Working remotely offers many benefits for both employers and their staff, however, keeping security in mind is essential. As hacker sophistication continues to rise, it’s important to ensure employees understand their importance of observing standard cybersecurity best practices.
Here are five tips for staying safe online while working from home.
1. Keep office gadgets and laptops safe
If using company-owned mobile devices or laptops, encryption – e.g. BitLocker – should be implemented to protect company data in the event a device is lost or stolen. If this is the case, they’ll need to understand the importance of keeping these devices safe as well as the consequences of losing them. A lost business laptop can be a treasure trove for hackers.
Strong passwords and Mobile Device Management should also be encouraged for any device that has access to your network.
2. Ensure your security protection is up to date
Anti-Virus, Anti-Malware, and a solid Spam Prevention tool go a long way to protect devices. When staff is working remotely, automatic updates to these tools may not be as seamless as when in the physical office and connected to the domain. Be sure to formulate a plan for installing regular updates to keep all devices protected.
3. Connecting to the company’s network securely
While using a tool like Citrix is preferred from a security standpoint, if it’s not already a part of your disaster recovery plan and remote access solution, it’s not a quick or inexpensive implementation.
Using a Virtual Private Network (VPN) connection is a secure way of establishing a connection to a private network (e.g. the company’s server) via a public one (employee’s home). When working remotely, your team can use VPNs to not only connect directly to your network but also prevent any kind of third-party spying and consequently avoid data breaches.

Collected data:
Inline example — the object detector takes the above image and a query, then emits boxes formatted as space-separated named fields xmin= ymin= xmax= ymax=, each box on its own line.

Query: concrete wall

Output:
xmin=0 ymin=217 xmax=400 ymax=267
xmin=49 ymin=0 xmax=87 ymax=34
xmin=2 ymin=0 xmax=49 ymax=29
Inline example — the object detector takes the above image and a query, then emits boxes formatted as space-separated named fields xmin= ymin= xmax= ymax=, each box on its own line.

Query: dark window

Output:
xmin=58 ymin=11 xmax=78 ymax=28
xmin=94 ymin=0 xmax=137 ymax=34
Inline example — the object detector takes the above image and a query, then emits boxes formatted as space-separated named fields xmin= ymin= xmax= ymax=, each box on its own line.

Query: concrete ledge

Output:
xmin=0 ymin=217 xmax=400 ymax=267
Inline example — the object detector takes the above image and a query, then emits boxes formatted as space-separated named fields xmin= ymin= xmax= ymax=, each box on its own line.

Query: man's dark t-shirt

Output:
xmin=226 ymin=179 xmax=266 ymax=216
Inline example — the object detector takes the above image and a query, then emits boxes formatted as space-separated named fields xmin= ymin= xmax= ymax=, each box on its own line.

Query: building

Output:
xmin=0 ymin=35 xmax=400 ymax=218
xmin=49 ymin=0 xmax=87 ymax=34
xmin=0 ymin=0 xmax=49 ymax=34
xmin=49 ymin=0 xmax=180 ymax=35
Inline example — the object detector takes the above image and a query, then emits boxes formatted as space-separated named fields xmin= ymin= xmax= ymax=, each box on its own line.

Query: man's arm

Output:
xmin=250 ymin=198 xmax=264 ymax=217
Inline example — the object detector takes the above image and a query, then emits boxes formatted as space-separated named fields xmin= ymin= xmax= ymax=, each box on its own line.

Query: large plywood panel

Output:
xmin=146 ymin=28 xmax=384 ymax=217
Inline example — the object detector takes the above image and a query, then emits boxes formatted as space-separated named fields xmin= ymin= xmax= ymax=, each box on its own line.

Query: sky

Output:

What you have to do: Reproduce the remote-work security text above in full, word for word.

Response below:
Working remotely offers many benefits for both employers and their staff, however, keeping security in mind is essential. As hacker sophistication continues to rise, it’s important to ensure employees understand their importance of observing standard cybersecurity best practices.
Here are five tips for staying safe online while working from home.
1. Keep office gadgets and laptops safe
If using company-owned mobile devices or laptops, encryption – e.g. BitLocker – should be implemented to protect company data in the event a device is lost or stolen. If this is the case, they’ll need to understand the importance of keeping these devices safe as well as the consequences of losing them. A lost business laptop can be a treasure trove for hackers.
Strong passwords and Mobile Device Management should also be encouraged for any device that has access to your network.
2. Ensure your security protection is up to date
Anti-Virus, Anti-Malware, and a solid Spam Prevention tool go a long way to protect devices. When staff is working remotely, automatic updates to these tools may not be as seamless as when in the physical office and connected to the domain. Be sure to formulate a plan for installing regular updates to keep all devices protected.
3. Connecting to the company’s network securely
While using a tool like Citrix is preferred from a security standpoint, if it’s not already a part of your disaster recovery plan and remote access solution, it’s not a quick or inexpensive implementation.
Using a Virtual Private Network (VPN) connection is a secure way of establishing a connection to a private network (e.g. the company’s server) via a public one (employee’s home). When working remotely, your team can use VPNs to not only connect directly to your network but also prevent any kind of third-party spying and consequently avoid data breaches.